* PROVIDED RECORDS
______

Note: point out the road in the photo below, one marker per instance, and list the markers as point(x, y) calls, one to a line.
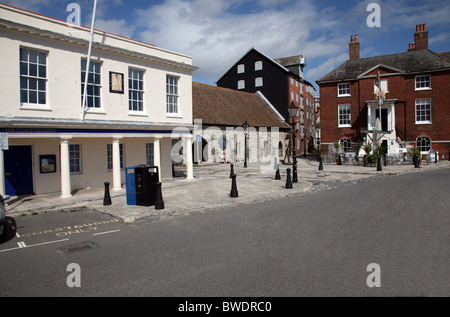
point(317, 244)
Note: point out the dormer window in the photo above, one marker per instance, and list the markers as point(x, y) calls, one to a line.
point(344, 90)
point(423, 82)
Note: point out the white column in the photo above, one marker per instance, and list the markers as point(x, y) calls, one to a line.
point(189, 161)
point(66, 189)
point(157, 155)
point(2, 174)
point(117, 179)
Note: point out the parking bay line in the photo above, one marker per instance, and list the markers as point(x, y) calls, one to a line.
point(22, 245)
point(100, 233)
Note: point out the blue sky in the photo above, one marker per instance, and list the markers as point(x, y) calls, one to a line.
point(216, 33)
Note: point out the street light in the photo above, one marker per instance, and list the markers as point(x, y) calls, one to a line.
point(245, 125)
point(293, 113)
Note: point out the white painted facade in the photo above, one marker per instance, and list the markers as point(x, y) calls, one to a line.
point(55, 125)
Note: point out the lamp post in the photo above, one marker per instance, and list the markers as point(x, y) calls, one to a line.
point(293, 113)
point(245, 125)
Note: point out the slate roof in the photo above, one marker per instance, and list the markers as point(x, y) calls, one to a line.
point(292, 63)
point(219, 106)
point(408, 62)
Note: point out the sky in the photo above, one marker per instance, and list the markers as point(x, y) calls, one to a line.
point(217, 33)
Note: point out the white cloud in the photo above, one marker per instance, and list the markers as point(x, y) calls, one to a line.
point(216, 37)
point(118, 27)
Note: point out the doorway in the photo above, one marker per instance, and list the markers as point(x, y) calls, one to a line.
point(18, 170)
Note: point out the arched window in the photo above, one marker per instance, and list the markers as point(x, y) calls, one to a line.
point(346, 144)
point(280, 149)
point(424, 143)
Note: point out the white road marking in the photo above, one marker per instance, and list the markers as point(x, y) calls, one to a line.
point(100, 233)
point(22, 245)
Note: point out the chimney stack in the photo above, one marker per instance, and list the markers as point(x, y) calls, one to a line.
point(354, 47)
point(421, 37)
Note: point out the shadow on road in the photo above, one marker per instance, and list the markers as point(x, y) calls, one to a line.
point(10, 230)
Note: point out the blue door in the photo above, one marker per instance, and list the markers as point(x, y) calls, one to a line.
point(18, 170)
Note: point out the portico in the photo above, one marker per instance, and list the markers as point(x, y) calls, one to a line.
point(88, 158)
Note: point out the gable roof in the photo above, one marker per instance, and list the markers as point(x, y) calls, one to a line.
point(228, 107)
point(254, 50)
point(408, 62)
point(293, 63)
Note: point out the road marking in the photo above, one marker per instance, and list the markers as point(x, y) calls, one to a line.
point(100, 233)
point(22, 245)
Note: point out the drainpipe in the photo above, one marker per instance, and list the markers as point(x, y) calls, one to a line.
point(84, 105)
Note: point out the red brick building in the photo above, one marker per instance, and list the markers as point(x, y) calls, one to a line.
point(416, 106)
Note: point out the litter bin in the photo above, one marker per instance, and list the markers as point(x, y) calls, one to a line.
point(130, 181)
point(146, 178)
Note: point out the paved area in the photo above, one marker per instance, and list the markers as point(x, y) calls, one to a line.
point(211, 189)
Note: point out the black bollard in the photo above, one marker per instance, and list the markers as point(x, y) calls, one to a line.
point(416, 161)
point(159, 203)
point(107, 197)
point(277, 174)
point(233, 193)
point(288, 179)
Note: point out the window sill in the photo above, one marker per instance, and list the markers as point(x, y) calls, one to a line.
point(96, 111)
point(30, 106)
point(174, 115)
point(137, 114)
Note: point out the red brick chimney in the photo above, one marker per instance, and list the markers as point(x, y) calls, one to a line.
point(354, 47)
point(421, 37)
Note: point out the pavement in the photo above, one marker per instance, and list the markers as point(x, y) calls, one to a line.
point(211, 189)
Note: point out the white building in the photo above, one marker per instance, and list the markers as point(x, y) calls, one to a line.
point(137, 95)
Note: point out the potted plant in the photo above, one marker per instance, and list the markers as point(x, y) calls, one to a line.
point(367, 149)
point(337, 157)
point(415, 153)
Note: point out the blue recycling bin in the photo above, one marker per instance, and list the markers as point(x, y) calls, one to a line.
point(130, 180)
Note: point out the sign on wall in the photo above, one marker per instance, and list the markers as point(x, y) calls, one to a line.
point(4, 145)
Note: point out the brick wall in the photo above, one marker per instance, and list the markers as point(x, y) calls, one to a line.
point(401, 88)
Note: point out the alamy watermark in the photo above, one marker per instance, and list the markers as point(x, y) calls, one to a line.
point(374, 278)
point(228, 145)
point(74, 278)
point(374, 18)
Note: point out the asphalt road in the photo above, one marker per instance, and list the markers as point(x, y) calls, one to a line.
point(317, 244)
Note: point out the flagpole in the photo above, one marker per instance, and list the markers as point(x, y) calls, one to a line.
point(84, 105)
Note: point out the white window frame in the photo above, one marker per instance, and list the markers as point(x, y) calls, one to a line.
point(343, 90)
point(346, 117)
point(345, 143)
point(384, 86)
point(259, 82)
point(109, 156)
point(75, 158)
point(172, 94)
point(36, 78)
point(418, 80)
point(419, 112)
point(136, 90)
point(97, 85)
point(419, 143)
point(150, 153)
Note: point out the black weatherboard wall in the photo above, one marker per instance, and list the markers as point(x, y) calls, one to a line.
point(275, 80)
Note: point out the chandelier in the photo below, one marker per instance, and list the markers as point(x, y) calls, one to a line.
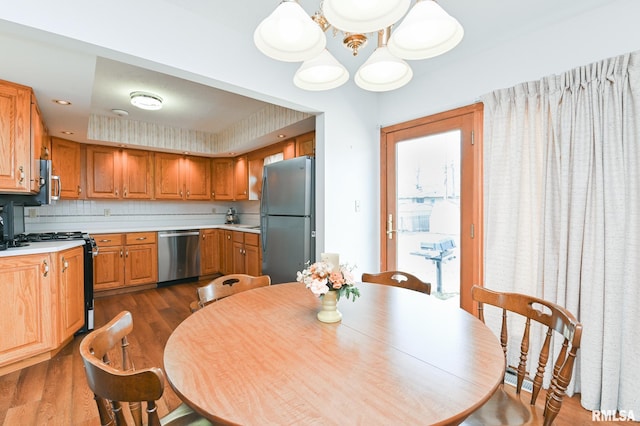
point(289, 34)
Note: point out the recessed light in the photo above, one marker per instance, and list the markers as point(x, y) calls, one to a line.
point(146, 100)
point(120, 112)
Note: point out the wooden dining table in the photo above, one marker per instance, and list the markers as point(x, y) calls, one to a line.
point(261, 357)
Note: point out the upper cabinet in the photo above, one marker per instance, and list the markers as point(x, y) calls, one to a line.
point(241, 178)
point(306, 144)
point(182, 178)
point(66, 163)
point(223, 176)
point(16, 160)
point(119, 174)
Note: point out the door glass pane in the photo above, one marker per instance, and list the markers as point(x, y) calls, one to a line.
point(428, 211)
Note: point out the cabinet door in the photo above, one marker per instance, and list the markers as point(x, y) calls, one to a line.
point(241, 178)
point(65, 163)
point(228, 253)
point(198, 178)
point(70, 292)
point(141, 264)
point(210, 251)
point(239, 259)
point(38, 138)
point(253, 261)
point(25, 306)
point(136, 174)
point(15, 138)
point(306, 144)
point(108, 268)
point(168, 177)
point(103, 172)
point(222, 178)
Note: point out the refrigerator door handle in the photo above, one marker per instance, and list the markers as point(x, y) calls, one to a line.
point(263, 233)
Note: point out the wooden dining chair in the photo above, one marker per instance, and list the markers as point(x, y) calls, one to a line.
point(227, 285)
point(398, 279)
point(508, 406)
point(114, 380)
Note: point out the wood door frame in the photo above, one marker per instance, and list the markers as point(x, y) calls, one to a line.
point(471, 217)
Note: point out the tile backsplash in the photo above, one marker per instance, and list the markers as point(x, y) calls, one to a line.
point(111, 216)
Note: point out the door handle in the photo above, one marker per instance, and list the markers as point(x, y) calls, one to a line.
point(390, 229)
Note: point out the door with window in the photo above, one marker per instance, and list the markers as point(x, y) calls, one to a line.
point(431, 201)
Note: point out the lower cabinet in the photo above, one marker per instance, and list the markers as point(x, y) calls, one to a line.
point(246, 253)
point(70, 266)
point(123, 260)
point(41, 307)
point(210, 251)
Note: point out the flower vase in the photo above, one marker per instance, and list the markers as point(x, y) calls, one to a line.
point(330, 312)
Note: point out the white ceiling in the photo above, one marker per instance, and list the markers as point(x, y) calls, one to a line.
point(97, 85)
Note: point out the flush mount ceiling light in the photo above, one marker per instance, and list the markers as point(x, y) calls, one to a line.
point(290, 34)
point(145, 100)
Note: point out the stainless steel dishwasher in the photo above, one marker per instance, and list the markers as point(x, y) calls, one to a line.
point(178, 255)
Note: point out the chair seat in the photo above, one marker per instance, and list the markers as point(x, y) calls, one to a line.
point(183, 415)
point(506, 407)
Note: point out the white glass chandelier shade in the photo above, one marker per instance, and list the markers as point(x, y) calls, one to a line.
point(289, 34)
point(145, 100)
point(364, 16)
point(383, 72)
point(323, 72)
point(427, 31)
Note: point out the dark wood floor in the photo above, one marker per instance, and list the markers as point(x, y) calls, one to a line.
point(55, 392)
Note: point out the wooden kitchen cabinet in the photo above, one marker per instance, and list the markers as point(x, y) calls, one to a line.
point(16, 161)
point(246, 253)
point(26, 307)
point(223, 175)
point(66, 163)
point(241, 178)
point(114, 173)
point(227, 257)
point(306, 144)
point(180, 177)
point(141, 258)
point(210, 251)
point(125, 260)
point(70, 273)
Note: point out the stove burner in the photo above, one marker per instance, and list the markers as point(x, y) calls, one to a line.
point(48, 236)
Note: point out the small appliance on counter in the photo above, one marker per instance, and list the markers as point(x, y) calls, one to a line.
point(232, 216)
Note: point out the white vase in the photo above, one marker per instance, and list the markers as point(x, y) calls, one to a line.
point(330, 312)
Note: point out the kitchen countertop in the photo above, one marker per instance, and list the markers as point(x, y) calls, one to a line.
point(42, 247)
point(60, 245)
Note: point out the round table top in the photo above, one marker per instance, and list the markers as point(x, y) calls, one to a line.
point(397, 357)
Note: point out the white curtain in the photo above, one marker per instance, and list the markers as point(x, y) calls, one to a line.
point(562, 212)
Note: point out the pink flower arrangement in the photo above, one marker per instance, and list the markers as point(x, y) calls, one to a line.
point(321, 277)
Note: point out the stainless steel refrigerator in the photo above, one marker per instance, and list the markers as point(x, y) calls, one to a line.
point(287, 224)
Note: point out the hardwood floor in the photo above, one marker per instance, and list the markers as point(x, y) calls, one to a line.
point(55, 392)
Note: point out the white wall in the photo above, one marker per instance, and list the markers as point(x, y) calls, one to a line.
point(187, 45)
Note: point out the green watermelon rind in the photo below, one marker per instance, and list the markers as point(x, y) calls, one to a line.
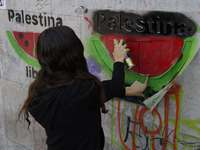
point(156, 83)
point(23, 55)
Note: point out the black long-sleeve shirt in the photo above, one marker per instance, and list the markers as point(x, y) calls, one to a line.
point(75, 124)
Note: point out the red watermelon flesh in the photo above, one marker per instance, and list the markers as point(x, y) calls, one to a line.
point(27, 41)
point(152, 55)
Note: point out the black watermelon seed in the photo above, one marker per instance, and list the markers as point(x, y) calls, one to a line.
point(26, 43)
point(21, 35)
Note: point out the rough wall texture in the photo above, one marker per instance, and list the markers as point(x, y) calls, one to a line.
point(173, 124)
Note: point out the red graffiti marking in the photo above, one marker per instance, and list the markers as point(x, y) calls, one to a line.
point(161, 51)
point(27, 41)
point(175, 90)
point(90, 23)
point(119, 127)
point(134, 127)
point(166, 121)
point(139, 116)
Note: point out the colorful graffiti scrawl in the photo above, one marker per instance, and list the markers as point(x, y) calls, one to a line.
point(143, 134)
point(161, 45)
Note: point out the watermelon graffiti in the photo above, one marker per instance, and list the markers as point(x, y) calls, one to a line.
point(24, 44)
point(146, 133)
point(161, 45)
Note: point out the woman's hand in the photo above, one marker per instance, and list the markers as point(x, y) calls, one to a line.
point(120, 51)
point(136, 88)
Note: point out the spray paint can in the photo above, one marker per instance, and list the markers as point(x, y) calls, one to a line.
point(128, 59)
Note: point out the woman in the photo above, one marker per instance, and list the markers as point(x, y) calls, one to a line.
point(65, 98)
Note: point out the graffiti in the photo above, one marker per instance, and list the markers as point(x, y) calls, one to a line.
point(30, 72)
point(93, 67)
point(67, 3)
point(152, 135)
point(41, 19)
point(153, 23)
point(41, 3)
point(90, 23)
point(24, 45)
point(2, 4)
point(10, 56)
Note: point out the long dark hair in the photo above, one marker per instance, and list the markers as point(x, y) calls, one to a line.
point(60, 54)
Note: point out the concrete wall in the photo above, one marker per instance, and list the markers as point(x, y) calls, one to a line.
point(173, 124)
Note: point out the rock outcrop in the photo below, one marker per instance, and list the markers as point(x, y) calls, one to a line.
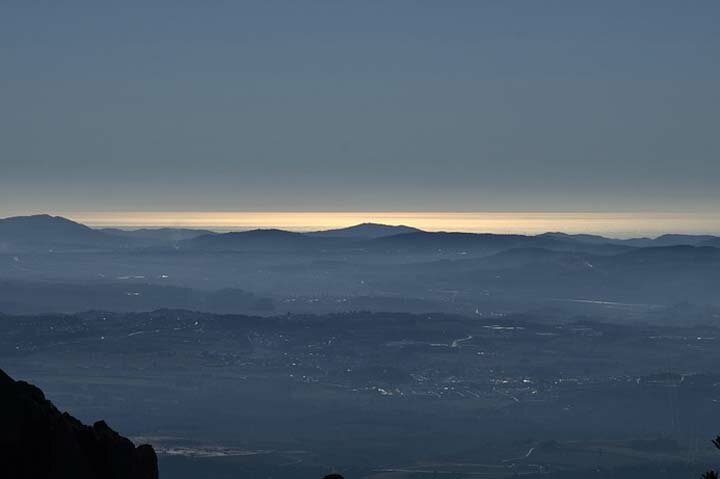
point(37, 441)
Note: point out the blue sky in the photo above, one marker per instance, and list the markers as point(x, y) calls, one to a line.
point(365, 105)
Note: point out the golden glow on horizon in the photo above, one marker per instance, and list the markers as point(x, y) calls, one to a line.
point(614, 224)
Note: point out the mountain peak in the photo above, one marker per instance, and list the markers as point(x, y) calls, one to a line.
point(365, 231)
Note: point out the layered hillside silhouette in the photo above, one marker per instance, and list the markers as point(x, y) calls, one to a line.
point(37, 441)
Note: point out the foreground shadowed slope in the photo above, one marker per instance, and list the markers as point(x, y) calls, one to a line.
point(38, 441)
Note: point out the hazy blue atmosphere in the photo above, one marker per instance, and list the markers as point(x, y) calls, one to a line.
point(367, 240)
point(312, 105)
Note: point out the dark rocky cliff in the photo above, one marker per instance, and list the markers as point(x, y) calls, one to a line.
point(37, 441)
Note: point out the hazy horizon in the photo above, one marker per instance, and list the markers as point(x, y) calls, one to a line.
point(612, 224)
point(367, 106)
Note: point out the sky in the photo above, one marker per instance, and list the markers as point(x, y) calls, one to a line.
point(467, 106)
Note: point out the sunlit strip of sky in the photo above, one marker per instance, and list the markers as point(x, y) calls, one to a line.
point(616, 224)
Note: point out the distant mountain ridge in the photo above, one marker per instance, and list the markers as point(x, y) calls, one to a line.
point(45, 231)
point(366, 231)
point(48, 233)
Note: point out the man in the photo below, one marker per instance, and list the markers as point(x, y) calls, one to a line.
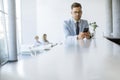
point(74, 27)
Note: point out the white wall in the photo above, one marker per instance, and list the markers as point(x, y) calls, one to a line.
point(52, 13)
point(28, 21)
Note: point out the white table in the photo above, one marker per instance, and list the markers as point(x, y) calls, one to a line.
point(96, 59)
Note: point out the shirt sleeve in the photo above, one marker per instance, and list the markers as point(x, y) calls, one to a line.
point(67, 31)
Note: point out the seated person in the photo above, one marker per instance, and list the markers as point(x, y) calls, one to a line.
point(37, 42)
point(74, 27)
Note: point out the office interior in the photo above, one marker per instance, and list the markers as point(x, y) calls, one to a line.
point(21, 20)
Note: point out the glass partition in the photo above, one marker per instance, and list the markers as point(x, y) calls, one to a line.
point(3, 37)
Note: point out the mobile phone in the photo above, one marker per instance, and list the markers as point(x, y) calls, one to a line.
point(86, 30)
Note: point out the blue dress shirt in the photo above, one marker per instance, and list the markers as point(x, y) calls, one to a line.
point(70, 27)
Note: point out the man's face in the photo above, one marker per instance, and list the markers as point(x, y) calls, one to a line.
point(76, 13)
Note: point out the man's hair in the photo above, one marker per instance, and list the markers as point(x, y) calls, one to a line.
point(76, 5)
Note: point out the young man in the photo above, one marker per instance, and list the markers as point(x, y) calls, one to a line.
point(75, 27)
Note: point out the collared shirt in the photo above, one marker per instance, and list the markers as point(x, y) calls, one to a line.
point(70, 27)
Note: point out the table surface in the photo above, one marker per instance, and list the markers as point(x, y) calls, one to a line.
point(95, 59)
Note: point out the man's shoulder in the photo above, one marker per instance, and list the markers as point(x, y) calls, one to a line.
point(68, 21)
point(83, 20)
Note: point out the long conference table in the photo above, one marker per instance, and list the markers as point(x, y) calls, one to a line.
point(94, 59)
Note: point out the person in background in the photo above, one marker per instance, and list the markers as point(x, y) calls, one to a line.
point(74, 27)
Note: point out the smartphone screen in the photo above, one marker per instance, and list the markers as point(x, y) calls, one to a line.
point(86, 30)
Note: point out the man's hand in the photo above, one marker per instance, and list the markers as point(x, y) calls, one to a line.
point(83, 35)
point(87, 35)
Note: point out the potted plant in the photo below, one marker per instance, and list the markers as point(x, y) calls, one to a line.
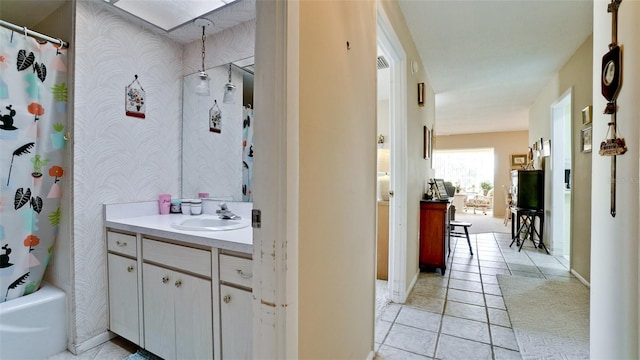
point(57, 138)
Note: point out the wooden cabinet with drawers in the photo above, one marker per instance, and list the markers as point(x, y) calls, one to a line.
point(434, 235)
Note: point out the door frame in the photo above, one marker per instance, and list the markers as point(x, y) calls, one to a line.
point(390, 44)
point(558, 136)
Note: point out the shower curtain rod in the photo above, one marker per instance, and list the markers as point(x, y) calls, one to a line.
point(24, 30)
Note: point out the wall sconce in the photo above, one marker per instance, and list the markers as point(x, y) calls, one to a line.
point(229, 91)
point(384, 156)
point(202, 88)
point(421, 94)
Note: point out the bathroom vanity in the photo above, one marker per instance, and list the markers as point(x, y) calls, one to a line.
point(180, 294)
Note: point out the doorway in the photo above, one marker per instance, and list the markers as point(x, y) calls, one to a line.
point(391, 48)
point(561, 176)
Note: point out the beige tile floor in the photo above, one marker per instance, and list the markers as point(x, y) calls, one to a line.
point(462, 315)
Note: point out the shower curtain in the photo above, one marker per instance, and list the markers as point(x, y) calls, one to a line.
point(247, 154)
point(33, 118)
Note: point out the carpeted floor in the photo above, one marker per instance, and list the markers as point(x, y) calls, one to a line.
point(549, 318)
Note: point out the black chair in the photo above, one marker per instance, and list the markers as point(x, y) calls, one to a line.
point(456, 232)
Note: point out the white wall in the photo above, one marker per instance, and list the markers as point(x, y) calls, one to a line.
point(117, 158)
point(574, 75)
point(229, 45)
point(418, 169)
point(615, 265)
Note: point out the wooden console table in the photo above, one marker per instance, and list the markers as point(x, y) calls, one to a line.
point(434, 234)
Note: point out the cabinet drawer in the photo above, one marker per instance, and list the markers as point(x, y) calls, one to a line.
point(176, 256)
point(236, 270)
point(124, 244)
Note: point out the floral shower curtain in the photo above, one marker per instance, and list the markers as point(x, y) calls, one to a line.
point(33, 117)
point(247, 154)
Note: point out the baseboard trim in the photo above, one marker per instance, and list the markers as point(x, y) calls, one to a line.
point(371, 355)
point(99, 339)
point(410, 287)
point(582, 280)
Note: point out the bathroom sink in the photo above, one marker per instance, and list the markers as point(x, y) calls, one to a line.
point(210, 223)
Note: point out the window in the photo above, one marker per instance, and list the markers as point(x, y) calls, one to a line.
point(465, 169)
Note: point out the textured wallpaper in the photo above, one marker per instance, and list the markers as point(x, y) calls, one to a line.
point(124, 159)
point(118, 158)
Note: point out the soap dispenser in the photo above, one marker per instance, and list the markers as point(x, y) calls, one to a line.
point(196, 206)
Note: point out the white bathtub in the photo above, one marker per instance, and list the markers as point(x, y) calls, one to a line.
point(34, 326)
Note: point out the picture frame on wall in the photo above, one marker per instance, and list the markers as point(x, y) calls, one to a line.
point(586, 139)
point(518, 161)
point(587, 115)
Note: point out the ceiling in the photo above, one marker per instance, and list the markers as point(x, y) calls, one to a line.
point(487, 60)
point(31, 12)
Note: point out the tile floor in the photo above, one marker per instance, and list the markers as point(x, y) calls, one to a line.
point(462, 315)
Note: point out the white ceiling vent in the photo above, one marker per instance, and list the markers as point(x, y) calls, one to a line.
point(382, 63)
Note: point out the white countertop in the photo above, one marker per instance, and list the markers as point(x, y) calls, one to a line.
point(143, 218)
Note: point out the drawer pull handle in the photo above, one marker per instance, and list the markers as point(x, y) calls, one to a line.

______

* TASK OBJECTIVE
Reproduce the listing from the line containing "Note: point out the smartphone" up to and including the line containing "point(57, 138)", keeping all its text but multiplying each answer coordinate by 0.6 and rounding to a whole number, halves going up. Leave the picture out.

* TASK RESPONSE
Note: point out the smartphone screen in the photo above, one marker per instance, and list the markers as point(x, y) calls, one to a line.
point(52, 18)
Note: point out the man's hand in the photo above, one marker per instance, and list the markers as point(x, y) calls, one to a line.
point(50, 21)
point(52, 21)
Note: point out the potted plant in the photo below, one marker per instance, and list the markers as point(x, y) calls, one to a line.
point(34, 83)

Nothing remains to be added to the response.